- _Document excerpt_

They're a good place if you're looking for positive classes.


----------



## Stray (Mar 29, 2009)

Wes at Arrowwood Shepherds. He's a great guy, absolutely brilliant. He trains everything from pets to police dogs, and tailors the training to your needs. You pay a membership fee and then just pay every time you want to go. He is great!


----------



## XNN (Oct 23, 2014)

bkernan said:


> I recently acquired the rights to my family's dog, Harley. I know that may sound weird, but I'm the "real dog person" in the family and my parents have discovered that shepherds require a ton of work and dedication. Since this is my family's first shepherd, they really did not know what they were getting into and feel a little overwhelmed. I have been at College this year, but have since graduated and now have full responsibility of Harley (thank god--he is literally the love of my life). While I was at school, however, the big guy was sent to a training school for two weeks where he was clicker trained. He came back from training camp very responsive and happy. I know that a lot of people on this forum aren't really into send away training options (neither am I!), but it was my parents decision and not mine.
> 
> Anyways, Harley's training continues to go well but I would like some private instruction with a German Shepherd trainer. I was told that I could go back to the training school he was at for classes, but I would rather seek private obedience classes locally from an experienced trainer with GSD knowledge. Do you think that is a good idea? Or should I return to the training school? He is 14 months so I think it is crucial to continue his training, but I don't want to compromise his previous training with new training. Either way, I want him to continue to learn and have good mental stimulation.. any suggestions would be great!
> 
> ...


We had a private class with Butch Handerson (4107410000) on Sunday. He was awesome.

We also had another private class with Leigh from Shiraz farm (7037284967) two hours ago. She was very good too and it was even better that she came to our house.

We will keep working with them in the future time.

Thanks for recommending.


----------

- _Given exercise 1_
Answer these questions about the forum thread on dog trainers:
(a) Besides the membership fee, when does Stray say one pays at Arrowwood Shepherds?
(b) For how long was Harley sent to the training school?
(c) Which trainer came to XNN's house?
The rows that follow are unrelated to the forum thread above.

- _Listed entries_
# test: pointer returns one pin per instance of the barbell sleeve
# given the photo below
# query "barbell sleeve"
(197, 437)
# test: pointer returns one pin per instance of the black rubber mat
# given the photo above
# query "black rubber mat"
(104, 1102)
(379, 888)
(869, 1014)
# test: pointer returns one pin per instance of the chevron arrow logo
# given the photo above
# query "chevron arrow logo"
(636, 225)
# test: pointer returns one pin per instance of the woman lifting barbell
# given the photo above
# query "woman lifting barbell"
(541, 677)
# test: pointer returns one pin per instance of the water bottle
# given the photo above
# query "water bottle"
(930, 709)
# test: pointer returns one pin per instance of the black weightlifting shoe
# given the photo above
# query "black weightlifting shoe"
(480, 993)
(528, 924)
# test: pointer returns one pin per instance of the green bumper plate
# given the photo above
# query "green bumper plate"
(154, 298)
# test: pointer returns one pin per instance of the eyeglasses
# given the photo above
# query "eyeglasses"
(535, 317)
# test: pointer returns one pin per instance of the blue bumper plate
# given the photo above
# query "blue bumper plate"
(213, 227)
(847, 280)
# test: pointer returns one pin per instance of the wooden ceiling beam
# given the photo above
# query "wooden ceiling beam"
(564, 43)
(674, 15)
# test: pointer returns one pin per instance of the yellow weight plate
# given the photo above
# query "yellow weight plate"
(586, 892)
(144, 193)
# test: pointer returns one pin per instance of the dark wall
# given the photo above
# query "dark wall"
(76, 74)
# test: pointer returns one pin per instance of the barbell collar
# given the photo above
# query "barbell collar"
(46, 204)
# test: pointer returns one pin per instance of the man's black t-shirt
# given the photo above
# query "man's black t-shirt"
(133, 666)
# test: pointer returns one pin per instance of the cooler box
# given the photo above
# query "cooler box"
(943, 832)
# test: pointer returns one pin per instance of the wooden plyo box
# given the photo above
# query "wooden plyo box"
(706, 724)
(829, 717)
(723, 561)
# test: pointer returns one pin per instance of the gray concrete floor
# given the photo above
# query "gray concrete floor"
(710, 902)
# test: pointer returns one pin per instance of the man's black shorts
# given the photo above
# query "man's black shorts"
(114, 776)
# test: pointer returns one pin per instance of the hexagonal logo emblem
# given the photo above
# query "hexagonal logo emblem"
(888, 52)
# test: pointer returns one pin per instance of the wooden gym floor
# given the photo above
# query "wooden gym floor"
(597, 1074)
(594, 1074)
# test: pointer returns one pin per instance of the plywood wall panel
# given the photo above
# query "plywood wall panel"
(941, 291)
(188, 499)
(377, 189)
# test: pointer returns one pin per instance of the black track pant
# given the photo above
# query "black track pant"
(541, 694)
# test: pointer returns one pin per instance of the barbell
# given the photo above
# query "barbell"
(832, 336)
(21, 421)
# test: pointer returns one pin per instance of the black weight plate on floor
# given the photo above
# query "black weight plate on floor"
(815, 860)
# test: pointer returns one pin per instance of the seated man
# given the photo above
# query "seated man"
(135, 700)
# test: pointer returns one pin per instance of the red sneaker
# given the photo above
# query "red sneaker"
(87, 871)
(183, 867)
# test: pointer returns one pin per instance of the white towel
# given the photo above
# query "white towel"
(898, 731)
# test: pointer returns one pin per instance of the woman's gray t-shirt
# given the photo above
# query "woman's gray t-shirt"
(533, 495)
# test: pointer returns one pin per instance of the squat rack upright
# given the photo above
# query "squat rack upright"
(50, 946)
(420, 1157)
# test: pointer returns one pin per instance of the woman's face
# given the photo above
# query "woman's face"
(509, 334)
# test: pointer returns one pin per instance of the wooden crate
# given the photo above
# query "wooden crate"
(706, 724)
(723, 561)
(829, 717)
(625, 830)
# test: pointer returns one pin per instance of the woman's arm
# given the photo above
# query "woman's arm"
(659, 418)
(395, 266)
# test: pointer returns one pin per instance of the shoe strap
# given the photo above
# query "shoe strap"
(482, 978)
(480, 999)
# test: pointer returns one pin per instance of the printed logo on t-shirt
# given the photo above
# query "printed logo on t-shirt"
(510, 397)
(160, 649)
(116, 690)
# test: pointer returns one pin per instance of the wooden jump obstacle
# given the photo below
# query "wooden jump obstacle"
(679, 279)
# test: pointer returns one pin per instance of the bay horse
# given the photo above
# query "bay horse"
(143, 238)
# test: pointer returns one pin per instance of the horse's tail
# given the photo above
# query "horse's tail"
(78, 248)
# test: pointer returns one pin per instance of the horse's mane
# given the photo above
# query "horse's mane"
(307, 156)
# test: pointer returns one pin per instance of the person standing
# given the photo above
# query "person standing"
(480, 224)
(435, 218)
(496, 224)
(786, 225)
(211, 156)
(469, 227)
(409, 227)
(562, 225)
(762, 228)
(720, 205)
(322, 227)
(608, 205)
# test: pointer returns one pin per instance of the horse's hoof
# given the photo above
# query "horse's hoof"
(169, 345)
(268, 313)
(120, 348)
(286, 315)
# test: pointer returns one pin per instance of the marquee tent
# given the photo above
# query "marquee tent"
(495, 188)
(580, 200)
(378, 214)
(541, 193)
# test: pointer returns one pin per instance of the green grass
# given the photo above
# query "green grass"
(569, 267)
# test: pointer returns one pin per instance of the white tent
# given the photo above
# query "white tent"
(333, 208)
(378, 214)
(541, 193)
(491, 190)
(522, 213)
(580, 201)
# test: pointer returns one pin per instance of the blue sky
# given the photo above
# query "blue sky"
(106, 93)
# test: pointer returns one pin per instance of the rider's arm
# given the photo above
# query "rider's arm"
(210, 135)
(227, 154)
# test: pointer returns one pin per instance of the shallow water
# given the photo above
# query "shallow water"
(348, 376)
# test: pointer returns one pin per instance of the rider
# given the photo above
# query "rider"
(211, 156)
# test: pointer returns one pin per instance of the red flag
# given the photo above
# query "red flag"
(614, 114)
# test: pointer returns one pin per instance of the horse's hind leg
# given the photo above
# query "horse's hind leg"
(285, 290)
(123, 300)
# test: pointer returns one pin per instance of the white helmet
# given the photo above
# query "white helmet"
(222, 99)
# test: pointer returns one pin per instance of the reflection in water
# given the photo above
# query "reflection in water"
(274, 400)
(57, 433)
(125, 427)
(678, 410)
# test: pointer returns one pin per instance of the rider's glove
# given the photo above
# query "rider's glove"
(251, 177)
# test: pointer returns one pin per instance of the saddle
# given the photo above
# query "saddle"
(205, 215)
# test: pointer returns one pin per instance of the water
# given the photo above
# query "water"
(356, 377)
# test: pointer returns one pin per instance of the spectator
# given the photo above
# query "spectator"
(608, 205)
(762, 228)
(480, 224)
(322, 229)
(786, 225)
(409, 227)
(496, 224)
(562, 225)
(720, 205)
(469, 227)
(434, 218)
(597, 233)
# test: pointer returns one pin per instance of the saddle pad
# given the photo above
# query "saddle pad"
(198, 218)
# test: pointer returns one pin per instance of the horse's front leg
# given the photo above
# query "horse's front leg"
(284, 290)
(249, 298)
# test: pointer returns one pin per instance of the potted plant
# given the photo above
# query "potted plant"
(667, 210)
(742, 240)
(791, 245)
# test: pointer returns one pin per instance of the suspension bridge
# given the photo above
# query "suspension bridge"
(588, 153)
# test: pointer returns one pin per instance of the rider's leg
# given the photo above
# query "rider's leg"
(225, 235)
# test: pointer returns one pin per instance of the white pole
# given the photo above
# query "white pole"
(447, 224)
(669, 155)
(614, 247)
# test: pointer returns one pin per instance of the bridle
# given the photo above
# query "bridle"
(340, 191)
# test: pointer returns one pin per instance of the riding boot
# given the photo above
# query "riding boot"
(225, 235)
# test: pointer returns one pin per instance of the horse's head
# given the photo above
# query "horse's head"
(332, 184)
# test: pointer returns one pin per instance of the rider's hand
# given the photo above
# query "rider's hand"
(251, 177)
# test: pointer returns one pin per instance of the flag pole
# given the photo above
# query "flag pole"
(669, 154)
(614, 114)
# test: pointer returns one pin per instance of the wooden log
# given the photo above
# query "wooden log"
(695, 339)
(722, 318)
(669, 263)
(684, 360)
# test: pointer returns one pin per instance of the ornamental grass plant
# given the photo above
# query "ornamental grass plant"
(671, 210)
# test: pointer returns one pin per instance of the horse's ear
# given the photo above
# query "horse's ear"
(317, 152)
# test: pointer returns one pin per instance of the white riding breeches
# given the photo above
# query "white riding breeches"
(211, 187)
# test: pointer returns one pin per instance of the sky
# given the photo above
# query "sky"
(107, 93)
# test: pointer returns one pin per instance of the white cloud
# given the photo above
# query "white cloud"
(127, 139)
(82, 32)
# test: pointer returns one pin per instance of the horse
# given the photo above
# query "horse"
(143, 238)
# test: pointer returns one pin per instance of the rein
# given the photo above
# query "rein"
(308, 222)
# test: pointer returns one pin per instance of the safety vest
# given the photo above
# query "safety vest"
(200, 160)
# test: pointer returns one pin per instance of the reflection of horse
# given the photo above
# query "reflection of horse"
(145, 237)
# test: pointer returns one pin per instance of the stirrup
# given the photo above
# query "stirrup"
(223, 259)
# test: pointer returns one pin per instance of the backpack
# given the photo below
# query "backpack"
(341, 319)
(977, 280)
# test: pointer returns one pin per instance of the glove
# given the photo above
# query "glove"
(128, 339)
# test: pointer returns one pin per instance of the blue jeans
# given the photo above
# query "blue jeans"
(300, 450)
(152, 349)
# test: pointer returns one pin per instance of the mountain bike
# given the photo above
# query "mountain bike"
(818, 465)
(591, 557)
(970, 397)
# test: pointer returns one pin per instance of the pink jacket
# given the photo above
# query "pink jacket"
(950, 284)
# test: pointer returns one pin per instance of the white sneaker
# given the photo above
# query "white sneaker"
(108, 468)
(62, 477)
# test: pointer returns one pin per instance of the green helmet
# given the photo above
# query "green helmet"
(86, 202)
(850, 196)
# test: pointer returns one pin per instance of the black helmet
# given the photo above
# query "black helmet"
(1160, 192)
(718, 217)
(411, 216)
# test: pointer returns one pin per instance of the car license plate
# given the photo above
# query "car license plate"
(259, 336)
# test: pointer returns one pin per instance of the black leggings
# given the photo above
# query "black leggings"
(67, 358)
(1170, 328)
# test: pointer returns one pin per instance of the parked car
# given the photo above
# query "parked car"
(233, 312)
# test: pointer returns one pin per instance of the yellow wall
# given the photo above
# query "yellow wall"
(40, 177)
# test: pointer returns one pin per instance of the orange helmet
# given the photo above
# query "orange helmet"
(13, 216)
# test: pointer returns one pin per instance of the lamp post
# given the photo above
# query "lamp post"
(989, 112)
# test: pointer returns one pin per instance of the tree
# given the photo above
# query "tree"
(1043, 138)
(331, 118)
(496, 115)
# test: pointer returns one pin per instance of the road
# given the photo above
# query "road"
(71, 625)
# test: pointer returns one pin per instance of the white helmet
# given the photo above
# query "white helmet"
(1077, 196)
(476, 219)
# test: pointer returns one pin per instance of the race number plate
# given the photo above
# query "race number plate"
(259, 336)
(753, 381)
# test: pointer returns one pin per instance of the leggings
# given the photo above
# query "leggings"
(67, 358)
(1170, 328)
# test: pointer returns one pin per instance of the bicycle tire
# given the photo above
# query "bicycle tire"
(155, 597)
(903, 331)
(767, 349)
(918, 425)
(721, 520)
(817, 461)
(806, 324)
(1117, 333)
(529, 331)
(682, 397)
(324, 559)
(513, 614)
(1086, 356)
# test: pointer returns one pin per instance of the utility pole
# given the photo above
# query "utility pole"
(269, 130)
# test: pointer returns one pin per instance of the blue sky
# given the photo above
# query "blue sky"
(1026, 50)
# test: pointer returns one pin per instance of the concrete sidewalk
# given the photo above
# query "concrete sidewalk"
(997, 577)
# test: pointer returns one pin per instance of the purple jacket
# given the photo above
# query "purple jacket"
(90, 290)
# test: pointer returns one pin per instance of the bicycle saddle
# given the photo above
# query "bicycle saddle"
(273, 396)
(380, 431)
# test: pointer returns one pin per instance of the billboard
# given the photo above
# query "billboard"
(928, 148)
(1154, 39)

- _Given exercise 2_
Format the lines of the rows from the line containing "the water bottle" through the line containing "(594, 1074)", inclusive, as a JSON list of strings, one string per line, omitting blank lines.

- _Task response 1_
(a) Every time one wants to go.
(b) Two weeks.
(c) Leigh from Shiraz farm.

- _Task response 2_
[
  "# test: pointer returns one pin per instance of the water bottle",
  "# given the photo above",
  "# query \"water bottle\"",
  "(930, 709)",
  "# test: pointer returns one pin per instance of the black weightlifting shoe",
  "# given the photo above",
  "# query \"black weightlifting shoe\"",
  "(480, 993)",
  "(528, 924)",
  "# test: pointer returns one pin per instance of the green bumper plate",
  "# given the photo above",
  "# query \"green bumper plate\"",
  "(154, 298)",
  "# test: pointer returns one pin per instance of the eyeglasses",
  "# given the photo above",
  "# query \"eyeglasses\"",
  "(535, 317)",
  "# test: pointer returns one pin per instance of the blue bumper plate",
  "# given the photo above",
  "# query \"blue bumper plate\"",
  "(213, 227)",
  "(847, 280)",
  "# test: pointer returns one pin per instance of the wooden ceiling beam",
  "# given the photo above",
  "# query \"wooden ceiling beam\"",
  "(564, 43)",
  "(674, 15)",
  "# test: pointer returns one pin per instance of the yellow weight plate",
  "# given the photo above",
  "# query \"yellow weight plate\"",
  "(586, 892)",
  "(144, 193)",
  "# test: pointer returns one pin per instance of the dark wall",
  "# given the photo above",
  "# query \"dark wall\"",
  "(76, 74)",
  "# test: pointer returns one pin per instance of the barbell collar",
  "# given the photo above",
  "# query \"barbell collar\"",
  "(46, 204)",
  "# test: pointer returns one pin per instance of the man's black t-shirt",
  "# given the photo above",
  "# query \"man's black t-shirt\"",
  "(133, 666)",
  "# test: pointer returns one pin per instance of the cooler box",
  "# given the photo above",
  "# query \"cooler box\"",
  "(943, 832)",
  "# test: pointer returns one pin per instance of the wooden plyo box",
  "# given the photo above",
  "# query \"wooden plyo box\"",
  "(706, 724)",
  "(829, 717)",
  "(723, 561)",
  "# test: pointer returns one pin per instance of the gray concrete floor",
  "# given the photo above",
  "# query \"gray concrete floor\"",
  "(710, 902)",
  "# test: pointer returns one pin per instance of the man's black shorts",
  "# given the photo above",
  "# query \"man's black shorts\"",
  "(114, 776)",
  "# test: pointer returns one pin per instance of the hexagonal logo emblem",
  "# given the photo above",
  "# query \"hexagonal logo emblem\"",
  "(888, 52)",
  "# test: pointer returns one pin per instance of the wooden gym floor",
  "# given the photo above",
  "# query \"wooden gym floor\"",
  "(597, 1074)",
  "(594, 1074)"
]